Within the records, which lines hold the string "building"? Report each one by copying it.

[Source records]
BEGIN

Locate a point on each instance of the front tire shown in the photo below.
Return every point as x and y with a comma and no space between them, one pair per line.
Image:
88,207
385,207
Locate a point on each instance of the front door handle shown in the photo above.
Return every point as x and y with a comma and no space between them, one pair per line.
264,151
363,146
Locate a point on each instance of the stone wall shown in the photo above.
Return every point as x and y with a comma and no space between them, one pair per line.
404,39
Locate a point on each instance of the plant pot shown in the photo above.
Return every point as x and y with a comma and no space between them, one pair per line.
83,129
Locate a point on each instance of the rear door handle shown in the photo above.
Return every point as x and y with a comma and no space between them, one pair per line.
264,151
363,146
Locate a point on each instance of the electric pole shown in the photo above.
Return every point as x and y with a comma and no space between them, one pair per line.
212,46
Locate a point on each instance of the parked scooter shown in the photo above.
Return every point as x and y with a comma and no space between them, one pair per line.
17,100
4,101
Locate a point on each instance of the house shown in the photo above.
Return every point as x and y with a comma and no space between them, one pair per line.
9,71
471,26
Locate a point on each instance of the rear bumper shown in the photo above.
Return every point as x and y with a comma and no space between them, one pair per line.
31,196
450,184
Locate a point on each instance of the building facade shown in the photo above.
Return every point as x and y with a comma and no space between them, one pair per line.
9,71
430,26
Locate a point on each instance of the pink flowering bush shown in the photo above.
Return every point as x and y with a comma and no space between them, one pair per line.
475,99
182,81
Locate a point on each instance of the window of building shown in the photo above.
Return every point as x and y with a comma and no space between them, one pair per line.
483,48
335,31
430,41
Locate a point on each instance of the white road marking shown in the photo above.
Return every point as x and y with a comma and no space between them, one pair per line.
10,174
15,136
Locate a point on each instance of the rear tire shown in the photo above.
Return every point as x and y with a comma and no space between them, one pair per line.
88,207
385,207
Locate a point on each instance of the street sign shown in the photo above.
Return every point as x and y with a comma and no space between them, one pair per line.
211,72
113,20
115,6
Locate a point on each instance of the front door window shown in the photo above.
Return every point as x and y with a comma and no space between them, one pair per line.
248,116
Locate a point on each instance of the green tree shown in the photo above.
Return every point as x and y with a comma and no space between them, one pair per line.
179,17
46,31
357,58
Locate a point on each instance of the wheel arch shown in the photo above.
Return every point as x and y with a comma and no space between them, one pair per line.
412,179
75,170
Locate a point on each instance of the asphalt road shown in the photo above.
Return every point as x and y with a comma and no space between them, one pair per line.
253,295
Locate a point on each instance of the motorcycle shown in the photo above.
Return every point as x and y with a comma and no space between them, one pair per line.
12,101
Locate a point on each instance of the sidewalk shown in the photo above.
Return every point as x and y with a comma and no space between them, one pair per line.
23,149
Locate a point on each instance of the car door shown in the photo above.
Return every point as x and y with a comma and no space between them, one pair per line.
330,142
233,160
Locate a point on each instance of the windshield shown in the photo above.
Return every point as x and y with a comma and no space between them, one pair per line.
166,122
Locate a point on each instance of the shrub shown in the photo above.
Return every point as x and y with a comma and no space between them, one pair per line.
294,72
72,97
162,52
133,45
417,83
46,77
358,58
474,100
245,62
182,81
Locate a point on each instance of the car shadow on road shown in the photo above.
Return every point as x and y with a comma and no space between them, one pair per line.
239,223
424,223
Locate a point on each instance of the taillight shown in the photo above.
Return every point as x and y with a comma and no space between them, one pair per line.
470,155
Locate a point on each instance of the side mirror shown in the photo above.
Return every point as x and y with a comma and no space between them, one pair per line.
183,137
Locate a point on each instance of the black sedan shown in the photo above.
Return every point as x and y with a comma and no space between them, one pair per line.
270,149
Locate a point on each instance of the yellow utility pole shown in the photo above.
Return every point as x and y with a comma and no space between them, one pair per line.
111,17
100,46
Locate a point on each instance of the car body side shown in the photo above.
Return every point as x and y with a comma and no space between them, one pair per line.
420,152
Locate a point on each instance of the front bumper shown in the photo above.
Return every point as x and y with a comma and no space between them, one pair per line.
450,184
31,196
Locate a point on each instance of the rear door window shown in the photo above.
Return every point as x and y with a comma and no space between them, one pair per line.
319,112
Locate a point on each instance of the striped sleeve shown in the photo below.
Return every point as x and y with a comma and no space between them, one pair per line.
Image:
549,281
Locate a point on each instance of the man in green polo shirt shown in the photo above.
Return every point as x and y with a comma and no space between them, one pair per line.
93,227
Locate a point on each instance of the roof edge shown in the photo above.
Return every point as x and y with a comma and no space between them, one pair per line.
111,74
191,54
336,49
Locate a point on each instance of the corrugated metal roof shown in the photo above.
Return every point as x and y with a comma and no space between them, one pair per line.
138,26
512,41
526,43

END

(Answer to the exercise)
Locate a point on each instance of the building facade shown in the photo above.
Locate a point on each instance of the window of building shown in the photo above.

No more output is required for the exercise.